• [TASK OBJECTIVE]: The full listing is to be transcribed exactly, with each picture left out.

• [DATA SUPPLIED]:

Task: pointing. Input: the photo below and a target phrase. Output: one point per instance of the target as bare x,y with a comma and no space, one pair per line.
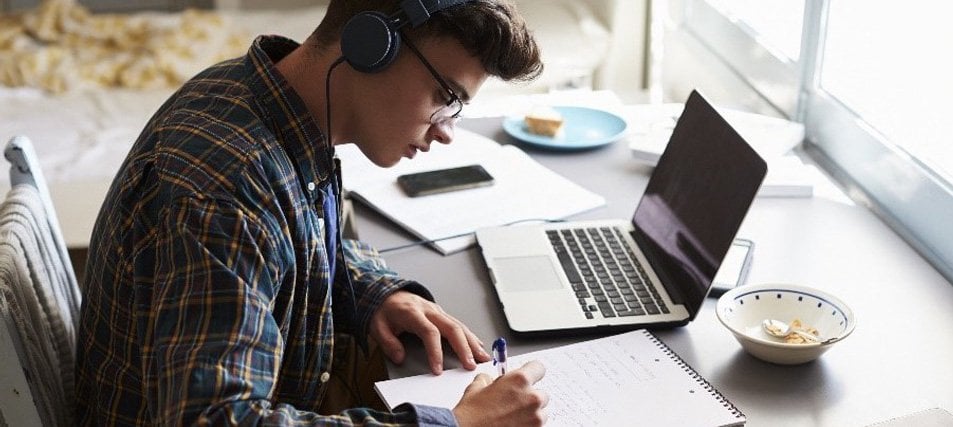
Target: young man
219,289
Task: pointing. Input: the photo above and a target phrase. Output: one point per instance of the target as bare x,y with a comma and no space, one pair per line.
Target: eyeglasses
449,113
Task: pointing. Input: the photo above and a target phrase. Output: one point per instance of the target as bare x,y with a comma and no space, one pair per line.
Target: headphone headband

• [OUTPUT BELOW]:
Task: pointing. Input: the photo below and a target phrase. Output: one point per instance of the target as bare x,y with a comma and no space, one pair per line.
Target: young man
219,289
Task: pointing. Input: the photo above and a target phrase. Output: one point per instance of the target as bare x,y with a comma and no space, one pair per line.
Target: eyeglasses
449,113
Task: pointing. Input: the photo above and a target phrase. Output: one point per instance of the target as bare x,y with a comma and no space, one pair per line.
Target: headphone headband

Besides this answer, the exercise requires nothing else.